--- start Record set ---
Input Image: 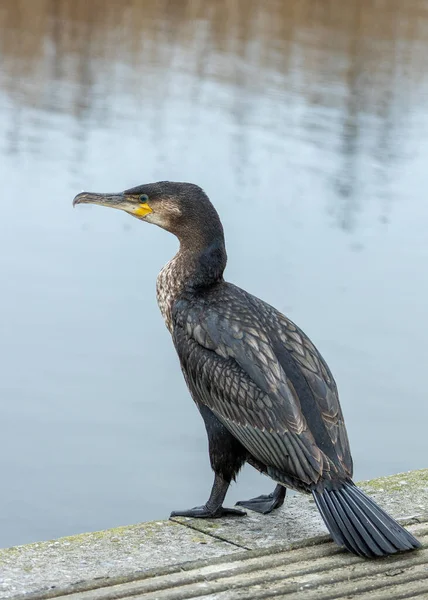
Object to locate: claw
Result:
[236,484,286,515]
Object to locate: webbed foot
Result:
[236,484,287,515]
[170,504,247,519]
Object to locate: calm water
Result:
[0,0,428,546]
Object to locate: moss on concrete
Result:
[358,469,428,492]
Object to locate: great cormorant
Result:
[74,181,420,557]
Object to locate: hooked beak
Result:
[73,192,153,218]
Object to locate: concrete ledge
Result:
[0,469,428,600]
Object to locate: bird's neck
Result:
[156,237,227,331]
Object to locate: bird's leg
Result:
[236,483,287,515]
[170,473,246,519]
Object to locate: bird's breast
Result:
[156,257,184,332]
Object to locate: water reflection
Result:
[0,0,428,545]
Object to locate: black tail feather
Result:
[312,481,420,558]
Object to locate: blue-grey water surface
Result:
[0,0,428,546]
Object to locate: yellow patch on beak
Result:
[132,202,153,217]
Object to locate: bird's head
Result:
[73,181,223,241]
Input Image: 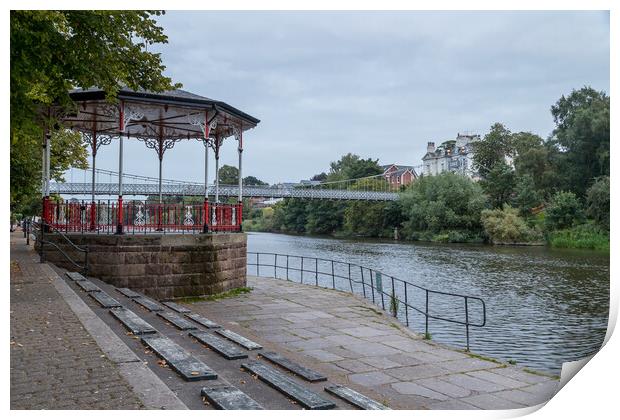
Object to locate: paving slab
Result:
[215,328,263,350]
[88,291,123,308]
[325,385,389,410]
[189,331,248,360]
[161,300,192,314]
[116,287,142,298]
[200,385,263,410]
[131,296,164,312]
[67,271,86,281]
[75,280,101,293]
[241,362,336,410]
[258,351,327,382]
[185,313,221,328]
[110,308,157,335]
[141,335,217,381]
[157,312,197,331]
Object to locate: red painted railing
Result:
[43,200,243,234]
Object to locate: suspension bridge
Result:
[50,169,399,201]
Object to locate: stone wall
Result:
[37,233,247,299]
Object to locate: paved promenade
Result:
[11,232,558,409]
[11,232,142,409]
[187,277,558,409]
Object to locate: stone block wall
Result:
[36,233,247,299]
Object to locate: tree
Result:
[401,172,487,239]
[512,174,542,216]
[551,87,610,197]
[480,161,515,208]
[218,165,239,185]
[545,191,583,230]
[586,176,610,230]
[243,175,269,186]
[473,123,514,178]
[327,153,383,181]
[10,10,178,209]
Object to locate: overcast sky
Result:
[89,11,609,183]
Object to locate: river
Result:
[248,232,609,374]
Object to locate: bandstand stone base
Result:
[36,233,247,299]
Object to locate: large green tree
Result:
[551,87,610,197]
[10,10,178,210]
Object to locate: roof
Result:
[69,87,260,125]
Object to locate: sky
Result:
[89,11,609,183]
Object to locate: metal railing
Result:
[247,252,486,351]
[28,222,88,274]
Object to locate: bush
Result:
[545,191,584,231]
[481,205,542,243]
[401,172,487,241]
[587,176,609,231]
[548,223,609,251]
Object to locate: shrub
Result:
[481,205,541,243]
[548,223,609,251]
[587,176,609,230]
[545,191,583,230]
[401,172,487,241]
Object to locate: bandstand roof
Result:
[61,87,260,140]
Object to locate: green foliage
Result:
[401,172,486,239]
[512,174,542,216]
[481,205,542,243]
[10,10,178,209]
[551,87,610,197]
[545,191,584,231]
[548,223,609,251]
[587,176,610,231]
[473,123,513,178]
[480,161,515,208]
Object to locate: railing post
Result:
[465,296,469,351]
[424,289,428,338]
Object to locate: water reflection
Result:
[248,233,609,373]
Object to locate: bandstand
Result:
[42,88,259,234]
[36,88,259,299]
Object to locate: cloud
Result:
[94,11,609,182]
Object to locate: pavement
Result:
[11,232,558,409]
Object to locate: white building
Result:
[422,133,480,179]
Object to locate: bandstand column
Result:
[116,131,125,235]
[202,140,209,233]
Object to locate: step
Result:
[200,385,263,410]
[75,280,102,293]
[89,291,123,308]
[141,334,217,381]
[131,296,164,312]
[215,328,263,350]
[258,351,327,382]
[189,331,248,360]
[241,362,336,410]
[162,300,192,314]
[325,385,390,410]
[185,313,220,328]
[116,287,142,298]
[110,308,157,335]
[157,312,196,331]
[67,271,86,281]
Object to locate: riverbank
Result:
[248,233,609,374]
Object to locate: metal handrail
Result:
[32,221,88,274]
[247,252,486,351]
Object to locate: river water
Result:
[248,233,609,374]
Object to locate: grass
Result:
[178,287,252,303]
[548,223,609,252]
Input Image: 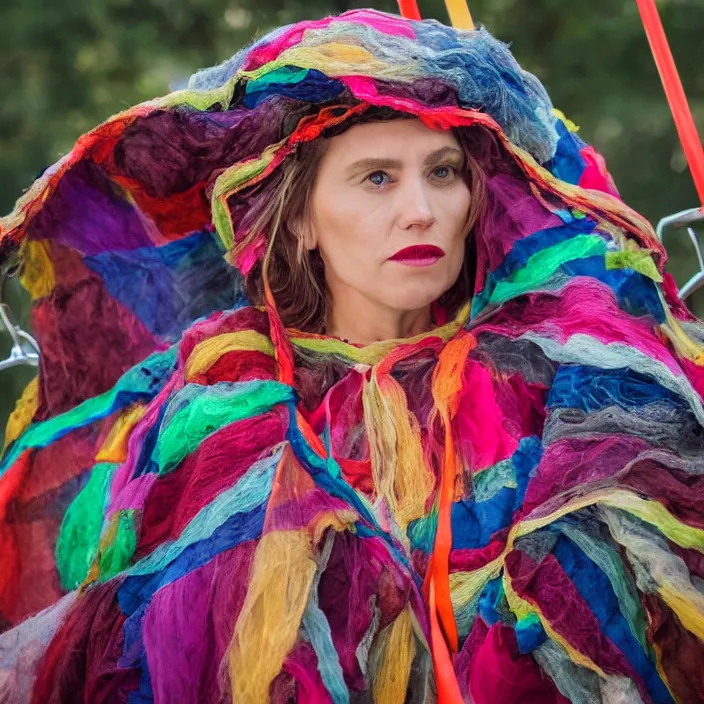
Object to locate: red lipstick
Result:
[389,244,445,266]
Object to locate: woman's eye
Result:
[433,166,455,181]
[367,171,389,186]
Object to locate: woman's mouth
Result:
[389,244,445,266]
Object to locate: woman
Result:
[0,6,704,704]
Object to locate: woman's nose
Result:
[398,178,435,229]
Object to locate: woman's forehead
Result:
[325,118,460,161]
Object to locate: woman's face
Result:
[303,119,470,311]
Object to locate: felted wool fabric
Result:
[0,10,704,704]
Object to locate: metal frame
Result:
[655,208,704,300]
[0,274,39,372]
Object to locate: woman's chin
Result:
[383,286,447,311]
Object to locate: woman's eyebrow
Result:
[347,146,464,173]
[424,146,464,166]
[347,158,403,173]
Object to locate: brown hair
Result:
[244,108,486,333]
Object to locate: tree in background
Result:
[0,0,704,437]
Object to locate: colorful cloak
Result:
[0,11,704,704]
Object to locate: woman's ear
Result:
[296,219,318,252]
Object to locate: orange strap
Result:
[398,0,421,20]
[636,0,704,209]
[445,0,474,30]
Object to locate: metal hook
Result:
[0,275,39,371]
[655,208,704,300]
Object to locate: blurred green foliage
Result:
[0,0,704,440]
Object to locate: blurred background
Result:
[0,0,704,440]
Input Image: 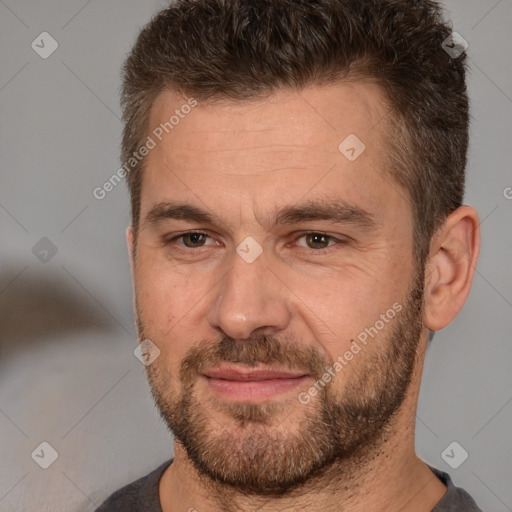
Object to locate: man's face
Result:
[134,83,423,494]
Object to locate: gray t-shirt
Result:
[96,459,482,512]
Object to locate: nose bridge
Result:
[209,248,290,339]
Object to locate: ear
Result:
[424,206,480,331]
[126,226,135,278]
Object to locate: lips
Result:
[204,367,308,382]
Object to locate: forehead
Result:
[149,80,387,153]
[141,81,406,232]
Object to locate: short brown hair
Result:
[121,0,469,265]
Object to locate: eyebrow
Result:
[144,199,379,230]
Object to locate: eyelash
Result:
[164,231,347,255]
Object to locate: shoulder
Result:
[429,466,482,512]
[96,459,172,512]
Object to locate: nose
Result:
[208,248,291,339]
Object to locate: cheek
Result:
[290,267,405,361]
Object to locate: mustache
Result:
[180,335,332,384]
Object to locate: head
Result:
[122,0,478,494]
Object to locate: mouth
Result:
[203,366,310,402]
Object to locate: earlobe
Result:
[424,206,480,331]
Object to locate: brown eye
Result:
[305,233,332,249]
[180,233,208,248]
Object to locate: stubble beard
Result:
[136,271,424,497]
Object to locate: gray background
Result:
[0,0,512,512]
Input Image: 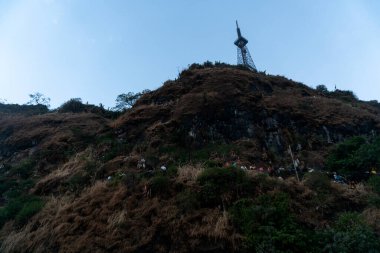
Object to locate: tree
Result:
[113,90,150,111]
[27,92,50,108]
[315,84,329,94]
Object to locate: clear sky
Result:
[0,0,380,108]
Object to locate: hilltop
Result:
[0,64,380,252]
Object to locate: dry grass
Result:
[31,147,95,193]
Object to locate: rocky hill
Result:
[0,64,380,252]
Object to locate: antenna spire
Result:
[234,20,257,71]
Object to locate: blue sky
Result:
[0,0,380,108]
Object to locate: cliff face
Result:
[0,66,380,252]
[115,68,380,167]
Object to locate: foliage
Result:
[305,172,331,193]
[176,189,200,213]
[229,193,312,252]
[58,98,86,113]
[321,212,380,253]
[367,176,380,194]
[197,167,252,206]
[160,143,239,164]
[15,197,44,225]
[326,136,380,175]
[27,92,50,108]
[10,159,36,179]
[113,90,150,111]
[315,84,329,94]
[67,171,91,193]
[0,103,49,115]
[0,195,44,227]
[150,175,170,194]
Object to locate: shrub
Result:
[0,195,44,227]
[10,159,35,179]
[315,84,329,94]
[67,171,91,193]
[367,176,380,194]
[176,189,200,213]
[322,212,380,253]
[15,198,44,225]
[58,98,86,113]
[150,175,170,194]
[197,168,250,206]
[229,193,313,252]
[305,172,331,193]
[326,136,380,177]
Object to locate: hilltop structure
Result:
--- end Record set ---
Write out the lines above from the one containing "Object to locate: rocky hill" through the last, exactly as they are.

Object to locate: rocky hill
Result:
[0,64,380,252]
Object to locate: antenna spire
Result:
[234,20,257,71]
Object to locate: blue sky
Result:
[0,0,380,108]
Object to locate: cliff face
Result:
[0,66,380,252]
[115,68,380,167]
Object to locate: foliage
Result:
[305,172,331,193]
[176,189,200,213]
[229,193,312,252]
[58,98,86,113]
[321,212,380,253]
[367,176,380,194]
[197,167,252,206]
[160,143,239,164]
[15,197,44,225]
[326,136,380,175]
[27,92,50,108]
[10,159,36,179]
[113,90,150,111]
[315,84,329,94]
[67,171,91,193]
[0,103,49,115]
[0,195,44,227]
[150,175,170,194]
Object to locate: shrub
Result:
[0,195,44,227]
[10,159,35,179]
[315,84,329,94]
[67,171,91,193]
[367,176,380,194]
[176,189,200,213]
[322,212,380,253]
[15,198,44,225]
[58,98,86,113]
[150,175,170,194]
[197,168,250,206]
[229,193,313,252]
[305,172,331,193]
[326,136,380,177]
Object to locate: hilltop structure
Result:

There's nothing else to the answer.